◆ **Document text**:
◆ ◆ ◆ ◆ ◆

18

I'm tinkering with some code and I realized something I never knew. A normal binary search will return a random index in a data set for a key that occurs more than once. How can I modify this code below to return the first occurrence? Is this something people do?

//ripped from the JDK
public static int binarySearchValue(InvertedContainer.InvertedIndex[] a, long key) {
    return bSearchVal(a, 0, a.length, key);
}

private static int bSearchVal(InvertedContainer.InvertedIndex[] a, int fromIndex,
                                 int toIndex, long key) {
    int low = fromIndex;
    int high = toIndex - 1;

    while (low <= high) {
        int mid = (low + high) >>> 1;
        long midVal = a[mid].val;

        if (midVal < key)
            low = mid + 1;
        else if (midVal > key)
            high = mid - 1;
        else
            return mid; // key found
    }
    return (low); // key not found. return insertion point
}
  • 1
    Cool - I get to rep-whore my own question and answer... stackoverflow.com/questions/4948162/… explains a form of the binary search that can find the first item > or >=, or the last item < or <=. – Steve314 Jul 13 '11 at 8:57
  • Hah, thanks! I'll take a look. Every once in a while I notice something like this and I think 'you know nothing'. – Amir Afghani Jul 13 '11 at 8:59

13 Answers 13

9

Having found a matching value, you basically need to walk up the collection until you find an entry which doesn't match.

You could potentially make it faster by fetching the index of a key immediately lower than the one you were looking for, then do a binary chop between the two - but I'd probably go for the simpler version, which is likely to be "efficient enough" unless you've got a really large number of equal entries.

◆ ◆ ◆ ◆ ◆

◆ **Problems and tasks**:
- 1) List every local variable declared inside the body of the bSearchVal method in the binary search thread.
- 2) In the binary search thread, what does bSearchVal return when the key is not found?

◆ ◆ ◆ ◆ ◆

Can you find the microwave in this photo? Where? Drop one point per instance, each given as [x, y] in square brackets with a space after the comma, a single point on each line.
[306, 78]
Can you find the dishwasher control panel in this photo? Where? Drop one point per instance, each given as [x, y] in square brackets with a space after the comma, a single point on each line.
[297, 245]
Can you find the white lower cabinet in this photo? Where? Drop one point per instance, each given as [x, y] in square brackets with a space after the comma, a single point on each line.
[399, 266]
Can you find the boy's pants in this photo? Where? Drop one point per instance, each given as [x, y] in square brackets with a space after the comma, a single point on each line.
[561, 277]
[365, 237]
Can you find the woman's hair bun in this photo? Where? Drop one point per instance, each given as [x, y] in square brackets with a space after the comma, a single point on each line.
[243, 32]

◆ ◆ ◆ ◆ ◆

◆ **Task-by-task solutions**:
- 1) low, high, mid, midVal

- 2) It returns low, which the comment describes as the insertion point.